Return every line in the entries below that contains the string "shoulder". Copy each of those lines unchanged.

Coordinate annotation entries:
.....

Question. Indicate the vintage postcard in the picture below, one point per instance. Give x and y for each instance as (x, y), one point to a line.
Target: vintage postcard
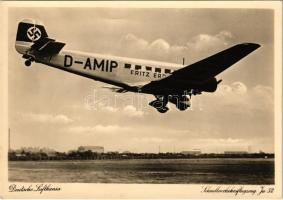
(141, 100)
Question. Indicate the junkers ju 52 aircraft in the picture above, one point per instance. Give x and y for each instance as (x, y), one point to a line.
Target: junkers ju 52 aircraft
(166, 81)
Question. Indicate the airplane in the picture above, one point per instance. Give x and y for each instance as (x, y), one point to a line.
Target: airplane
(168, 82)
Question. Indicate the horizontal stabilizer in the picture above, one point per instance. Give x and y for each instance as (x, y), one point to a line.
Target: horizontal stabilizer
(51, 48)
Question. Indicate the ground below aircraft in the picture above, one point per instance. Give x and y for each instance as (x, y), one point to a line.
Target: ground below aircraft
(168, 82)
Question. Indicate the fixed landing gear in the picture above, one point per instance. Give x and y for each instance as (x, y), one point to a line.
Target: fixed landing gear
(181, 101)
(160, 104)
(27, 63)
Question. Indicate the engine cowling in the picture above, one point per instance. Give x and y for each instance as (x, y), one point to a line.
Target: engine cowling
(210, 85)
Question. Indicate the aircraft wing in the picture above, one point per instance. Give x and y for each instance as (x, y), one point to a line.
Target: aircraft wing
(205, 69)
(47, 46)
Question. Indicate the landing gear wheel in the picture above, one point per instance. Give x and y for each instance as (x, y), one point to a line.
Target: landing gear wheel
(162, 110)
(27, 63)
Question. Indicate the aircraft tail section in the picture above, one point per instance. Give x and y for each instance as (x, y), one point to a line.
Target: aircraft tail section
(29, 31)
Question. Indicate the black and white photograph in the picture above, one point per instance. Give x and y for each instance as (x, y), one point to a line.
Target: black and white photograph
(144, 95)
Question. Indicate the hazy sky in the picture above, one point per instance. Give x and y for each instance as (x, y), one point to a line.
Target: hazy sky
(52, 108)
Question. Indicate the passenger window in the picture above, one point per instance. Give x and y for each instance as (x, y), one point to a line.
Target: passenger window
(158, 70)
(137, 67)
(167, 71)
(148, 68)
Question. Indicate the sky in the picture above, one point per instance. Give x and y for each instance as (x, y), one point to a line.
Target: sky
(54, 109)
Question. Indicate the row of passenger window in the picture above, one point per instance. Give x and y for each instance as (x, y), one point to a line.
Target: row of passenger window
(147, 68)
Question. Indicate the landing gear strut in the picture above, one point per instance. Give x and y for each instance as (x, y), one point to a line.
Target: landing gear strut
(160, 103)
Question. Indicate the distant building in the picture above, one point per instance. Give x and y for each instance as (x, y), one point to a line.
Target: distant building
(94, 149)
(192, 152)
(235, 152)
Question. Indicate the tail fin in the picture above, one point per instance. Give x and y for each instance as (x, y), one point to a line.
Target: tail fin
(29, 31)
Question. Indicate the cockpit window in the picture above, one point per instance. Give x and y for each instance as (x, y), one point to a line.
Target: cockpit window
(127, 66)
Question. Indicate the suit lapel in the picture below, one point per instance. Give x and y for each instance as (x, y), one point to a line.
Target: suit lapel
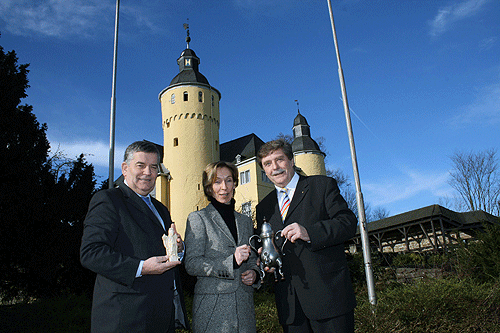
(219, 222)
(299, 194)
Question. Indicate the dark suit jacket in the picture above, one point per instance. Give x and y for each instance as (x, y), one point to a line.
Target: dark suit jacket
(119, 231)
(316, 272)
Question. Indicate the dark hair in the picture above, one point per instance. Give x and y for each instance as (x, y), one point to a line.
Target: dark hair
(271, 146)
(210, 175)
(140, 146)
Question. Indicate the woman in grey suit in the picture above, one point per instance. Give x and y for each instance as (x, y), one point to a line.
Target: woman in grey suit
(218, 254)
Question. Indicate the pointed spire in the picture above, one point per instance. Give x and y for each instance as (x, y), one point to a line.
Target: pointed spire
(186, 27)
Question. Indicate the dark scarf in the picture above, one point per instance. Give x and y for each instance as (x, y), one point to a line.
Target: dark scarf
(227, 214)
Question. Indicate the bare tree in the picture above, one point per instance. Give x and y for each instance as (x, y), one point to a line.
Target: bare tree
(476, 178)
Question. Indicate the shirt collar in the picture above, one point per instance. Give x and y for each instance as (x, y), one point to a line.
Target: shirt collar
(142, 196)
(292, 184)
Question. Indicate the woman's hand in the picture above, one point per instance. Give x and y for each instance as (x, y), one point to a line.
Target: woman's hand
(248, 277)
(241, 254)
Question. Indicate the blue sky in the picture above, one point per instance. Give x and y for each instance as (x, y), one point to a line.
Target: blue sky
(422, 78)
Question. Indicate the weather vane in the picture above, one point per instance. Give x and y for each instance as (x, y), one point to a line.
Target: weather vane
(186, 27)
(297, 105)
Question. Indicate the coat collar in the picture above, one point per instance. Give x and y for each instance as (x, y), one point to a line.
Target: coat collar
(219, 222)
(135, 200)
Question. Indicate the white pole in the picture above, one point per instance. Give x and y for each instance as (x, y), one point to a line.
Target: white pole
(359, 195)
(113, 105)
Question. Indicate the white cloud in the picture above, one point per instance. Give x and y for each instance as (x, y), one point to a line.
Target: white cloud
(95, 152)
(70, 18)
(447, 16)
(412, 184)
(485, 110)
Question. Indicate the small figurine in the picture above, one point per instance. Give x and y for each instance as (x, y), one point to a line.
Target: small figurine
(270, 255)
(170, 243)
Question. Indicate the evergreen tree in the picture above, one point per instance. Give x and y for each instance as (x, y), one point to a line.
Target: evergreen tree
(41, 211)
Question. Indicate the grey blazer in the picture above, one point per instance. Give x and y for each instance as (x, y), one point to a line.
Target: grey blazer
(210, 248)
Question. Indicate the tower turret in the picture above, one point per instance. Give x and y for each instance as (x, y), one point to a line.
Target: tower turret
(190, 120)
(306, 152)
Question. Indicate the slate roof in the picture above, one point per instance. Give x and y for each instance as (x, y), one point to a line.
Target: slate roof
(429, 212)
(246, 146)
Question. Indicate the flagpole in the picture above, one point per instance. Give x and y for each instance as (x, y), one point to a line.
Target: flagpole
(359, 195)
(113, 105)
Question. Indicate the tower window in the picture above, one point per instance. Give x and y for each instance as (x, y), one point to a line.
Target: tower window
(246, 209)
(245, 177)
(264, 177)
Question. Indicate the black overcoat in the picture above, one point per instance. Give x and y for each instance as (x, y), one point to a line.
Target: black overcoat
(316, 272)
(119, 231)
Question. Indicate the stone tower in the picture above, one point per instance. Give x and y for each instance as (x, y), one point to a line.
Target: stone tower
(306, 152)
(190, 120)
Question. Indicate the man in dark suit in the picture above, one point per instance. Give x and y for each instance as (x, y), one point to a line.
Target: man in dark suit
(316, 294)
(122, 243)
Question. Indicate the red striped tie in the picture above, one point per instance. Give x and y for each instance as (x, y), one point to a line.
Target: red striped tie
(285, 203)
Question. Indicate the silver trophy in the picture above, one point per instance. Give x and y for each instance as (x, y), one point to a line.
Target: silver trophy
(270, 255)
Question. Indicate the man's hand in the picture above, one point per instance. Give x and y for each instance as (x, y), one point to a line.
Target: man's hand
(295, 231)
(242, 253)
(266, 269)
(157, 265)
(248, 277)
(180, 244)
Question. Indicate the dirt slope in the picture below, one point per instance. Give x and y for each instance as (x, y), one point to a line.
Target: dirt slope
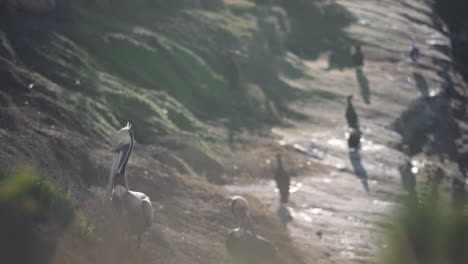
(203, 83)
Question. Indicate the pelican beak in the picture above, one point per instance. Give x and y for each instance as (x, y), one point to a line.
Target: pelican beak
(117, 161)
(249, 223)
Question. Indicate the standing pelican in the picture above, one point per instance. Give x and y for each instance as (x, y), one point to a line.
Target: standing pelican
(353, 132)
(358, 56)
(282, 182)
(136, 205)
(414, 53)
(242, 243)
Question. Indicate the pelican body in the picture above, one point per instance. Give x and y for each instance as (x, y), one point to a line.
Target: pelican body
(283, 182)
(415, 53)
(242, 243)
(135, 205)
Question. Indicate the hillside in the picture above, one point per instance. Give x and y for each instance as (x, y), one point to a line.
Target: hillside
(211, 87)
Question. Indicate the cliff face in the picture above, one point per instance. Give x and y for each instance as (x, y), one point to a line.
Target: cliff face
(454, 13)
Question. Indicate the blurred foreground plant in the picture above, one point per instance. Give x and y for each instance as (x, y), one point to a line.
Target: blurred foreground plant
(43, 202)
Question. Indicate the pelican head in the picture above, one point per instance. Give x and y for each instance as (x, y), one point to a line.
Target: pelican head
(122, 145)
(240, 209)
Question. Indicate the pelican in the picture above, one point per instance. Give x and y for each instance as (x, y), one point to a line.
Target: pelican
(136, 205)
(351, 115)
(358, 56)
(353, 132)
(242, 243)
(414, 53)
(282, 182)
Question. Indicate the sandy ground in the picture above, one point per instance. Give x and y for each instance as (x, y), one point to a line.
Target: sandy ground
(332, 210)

.....

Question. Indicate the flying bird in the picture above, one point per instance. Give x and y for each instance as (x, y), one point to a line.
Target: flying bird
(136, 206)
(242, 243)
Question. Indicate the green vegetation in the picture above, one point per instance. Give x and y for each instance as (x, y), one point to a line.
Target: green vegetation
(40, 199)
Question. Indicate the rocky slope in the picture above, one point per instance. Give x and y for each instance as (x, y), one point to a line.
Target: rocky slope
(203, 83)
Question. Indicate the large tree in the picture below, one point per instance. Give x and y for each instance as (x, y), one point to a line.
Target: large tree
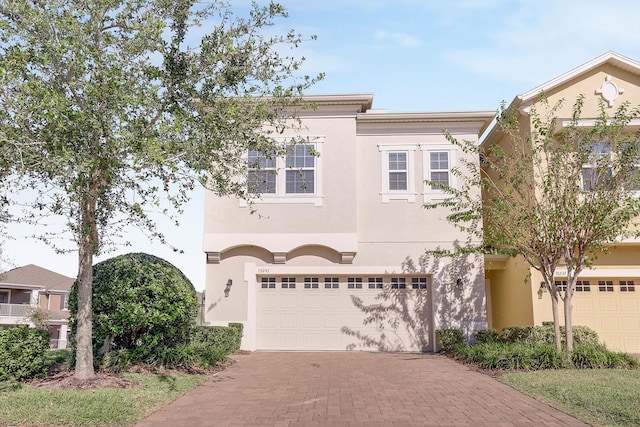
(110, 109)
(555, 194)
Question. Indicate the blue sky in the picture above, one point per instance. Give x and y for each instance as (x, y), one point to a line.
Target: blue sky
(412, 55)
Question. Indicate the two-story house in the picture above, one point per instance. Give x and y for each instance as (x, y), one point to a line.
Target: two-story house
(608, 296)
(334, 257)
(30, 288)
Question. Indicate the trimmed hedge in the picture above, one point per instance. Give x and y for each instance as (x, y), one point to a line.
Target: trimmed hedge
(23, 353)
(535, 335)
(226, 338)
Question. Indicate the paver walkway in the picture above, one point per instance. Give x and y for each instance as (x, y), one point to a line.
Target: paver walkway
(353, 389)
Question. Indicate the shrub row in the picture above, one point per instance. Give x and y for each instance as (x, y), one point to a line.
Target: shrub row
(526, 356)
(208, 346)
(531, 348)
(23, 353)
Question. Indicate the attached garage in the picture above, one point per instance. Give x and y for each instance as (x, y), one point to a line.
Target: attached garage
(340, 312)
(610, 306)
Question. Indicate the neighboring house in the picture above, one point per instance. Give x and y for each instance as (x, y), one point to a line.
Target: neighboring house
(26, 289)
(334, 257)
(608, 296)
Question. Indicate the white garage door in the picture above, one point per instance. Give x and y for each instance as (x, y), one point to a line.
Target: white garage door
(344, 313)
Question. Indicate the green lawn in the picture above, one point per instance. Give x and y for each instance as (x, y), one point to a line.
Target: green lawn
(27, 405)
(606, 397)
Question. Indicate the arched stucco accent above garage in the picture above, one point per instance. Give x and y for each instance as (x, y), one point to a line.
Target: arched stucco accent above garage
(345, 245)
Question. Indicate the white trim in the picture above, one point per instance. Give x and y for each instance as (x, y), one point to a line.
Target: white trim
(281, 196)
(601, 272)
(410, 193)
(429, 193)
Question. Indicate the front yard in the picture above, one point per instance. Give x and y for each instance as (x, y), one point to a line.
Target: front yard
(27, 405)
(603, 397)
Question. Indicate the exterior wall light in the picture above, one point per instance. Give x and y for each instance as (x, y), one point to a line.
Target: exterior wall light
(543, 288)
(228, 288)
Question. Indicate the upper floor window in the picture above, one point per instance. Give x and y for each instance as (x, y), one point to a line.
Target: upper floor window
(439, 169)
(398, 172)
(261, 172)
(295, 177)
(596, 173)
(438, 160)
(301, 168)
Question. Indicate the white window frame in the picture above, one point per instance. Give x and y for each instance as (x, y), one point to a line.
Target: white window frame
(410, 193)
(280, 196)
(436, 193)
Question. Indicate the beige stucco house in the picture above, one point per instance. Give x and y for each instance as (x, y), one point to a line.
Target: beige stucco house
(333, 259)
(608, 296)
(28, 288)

.....

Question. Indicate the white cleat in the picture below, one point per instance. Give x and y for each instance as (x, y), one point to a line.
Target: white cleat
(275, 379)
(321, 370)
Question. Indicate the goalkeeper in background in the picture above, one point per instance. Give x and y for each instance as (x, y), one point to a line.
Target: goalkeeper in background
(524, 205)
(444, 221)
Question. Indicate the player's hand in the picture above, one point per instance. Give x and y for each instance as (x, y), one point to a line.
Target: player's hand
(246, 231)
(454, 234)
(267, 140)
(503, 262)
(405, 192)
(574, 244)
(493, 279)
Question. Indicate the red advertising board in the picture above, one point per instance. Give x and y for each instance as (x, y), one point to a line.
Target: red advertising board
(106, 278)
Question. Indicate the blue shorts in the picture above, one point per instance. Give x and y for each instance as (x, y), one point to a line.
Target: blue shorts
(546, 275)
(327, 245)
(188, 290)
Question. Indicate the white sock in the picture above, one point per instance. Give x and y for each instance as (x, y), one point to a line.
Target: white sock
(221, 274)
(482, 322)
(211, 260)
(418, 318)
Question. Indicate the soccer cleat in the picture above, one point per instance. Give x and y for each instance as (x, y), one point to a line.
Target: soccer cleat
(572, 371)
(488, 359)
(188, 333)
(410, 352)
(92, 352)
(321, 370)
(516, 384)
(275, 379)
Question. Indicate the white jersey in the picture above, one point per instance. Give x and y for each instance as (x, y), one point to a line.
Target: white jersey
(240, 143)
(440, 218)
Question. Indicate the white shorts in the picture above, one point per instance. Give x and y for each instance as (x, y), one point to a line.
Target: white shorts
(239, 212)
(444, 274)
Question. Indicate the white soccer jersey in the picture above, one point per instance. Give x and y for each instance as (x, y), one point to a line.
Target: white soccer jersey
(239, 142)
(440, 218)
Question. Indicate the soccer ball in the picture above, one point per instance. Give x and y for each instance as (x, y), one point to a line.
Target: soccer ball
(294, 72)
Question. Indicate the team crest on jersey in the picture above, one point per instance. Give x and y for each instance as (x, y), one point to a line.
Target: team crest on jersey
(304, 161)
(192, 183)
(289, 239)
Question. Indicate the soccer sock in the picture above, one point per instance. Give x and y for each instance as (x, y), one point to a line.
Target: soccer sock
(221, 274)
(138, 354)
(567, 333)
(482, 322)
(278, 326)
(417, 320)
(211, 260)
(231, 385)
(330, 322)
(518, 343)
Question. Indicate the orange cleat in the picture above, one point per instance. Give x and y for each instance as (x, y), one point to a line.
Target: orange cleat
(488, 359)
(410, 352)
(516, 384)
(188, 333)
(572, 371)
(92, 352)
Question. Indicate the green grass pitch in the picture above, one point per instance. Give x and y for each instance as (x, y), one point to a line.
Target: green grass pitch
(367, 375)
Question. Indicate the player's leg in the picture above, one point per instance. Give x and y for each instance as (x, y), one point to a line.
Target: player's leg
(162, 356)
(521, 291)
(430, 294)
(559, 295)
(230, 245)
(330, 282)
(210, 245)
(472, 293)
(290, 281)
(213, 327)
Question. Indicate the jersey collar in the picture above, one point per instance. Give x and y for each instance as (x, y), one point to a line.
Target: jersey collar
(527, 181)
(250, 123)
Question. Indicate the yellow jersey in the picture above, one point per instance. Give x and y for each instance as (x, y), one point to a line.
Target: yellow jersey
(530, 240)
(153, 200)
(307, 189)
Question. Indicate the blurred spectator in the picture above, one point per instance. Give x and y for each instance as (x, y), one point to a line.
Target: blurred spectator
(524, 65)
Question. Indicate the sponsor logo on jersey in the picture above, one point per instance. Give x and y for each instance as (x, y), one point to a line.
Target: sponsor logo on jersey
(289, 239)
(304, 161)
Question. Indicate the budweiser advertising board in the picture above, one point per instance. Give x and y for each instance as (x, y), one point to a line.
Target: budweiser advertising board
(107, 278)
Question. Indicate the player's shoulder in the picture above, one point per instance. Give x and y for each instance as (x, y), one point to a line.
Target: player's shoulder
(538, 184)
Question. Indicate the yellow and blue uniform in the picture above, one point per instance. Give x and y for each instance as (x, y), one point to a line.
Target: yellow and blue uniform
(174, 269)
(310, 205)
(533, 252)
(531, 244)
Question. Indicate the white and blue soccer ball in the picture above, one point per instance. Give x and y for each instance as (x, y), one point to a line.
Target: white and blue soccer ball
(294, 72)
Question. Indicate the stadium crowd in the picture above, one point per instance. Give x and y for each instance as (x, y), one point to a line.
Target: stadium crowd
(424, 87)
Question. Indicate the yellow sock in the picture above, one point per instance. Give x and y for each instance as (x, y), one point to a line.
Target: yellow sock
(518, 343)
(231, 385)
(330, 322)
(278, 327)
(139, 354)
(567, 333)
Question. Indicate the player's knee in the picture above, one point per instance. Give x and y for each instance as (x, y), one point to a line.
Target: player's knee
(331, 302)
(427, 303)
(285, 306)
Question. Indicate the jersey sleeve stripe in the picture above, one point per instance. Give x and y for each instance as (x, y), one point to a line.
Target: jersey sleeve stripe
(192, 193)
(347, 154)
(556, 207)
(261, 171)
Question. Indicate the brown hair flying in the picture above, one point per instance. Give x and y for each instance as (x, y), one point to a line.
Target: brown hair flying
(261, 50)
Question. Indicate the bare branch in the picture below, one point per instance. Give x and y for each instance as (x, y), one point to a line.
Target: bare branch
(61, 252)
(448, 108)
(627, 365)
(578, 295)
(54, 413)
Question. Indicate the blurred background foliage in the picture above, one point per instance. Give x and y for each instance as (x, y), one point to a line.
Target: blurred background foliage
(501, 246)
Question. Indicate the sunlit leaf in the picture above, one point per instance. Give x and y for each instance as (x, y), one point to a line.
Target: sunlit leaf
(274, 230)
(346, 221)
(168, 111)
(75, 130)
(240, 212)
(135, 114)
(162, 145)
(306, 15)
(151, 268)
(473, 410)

.....

SOLUTION TO THIS PROBLEM:
Question. Indicate the player's shoulder in the picture above, one point per instance. Give x and y for each instance as (x, y), one point to a line.
Target: player's shoulder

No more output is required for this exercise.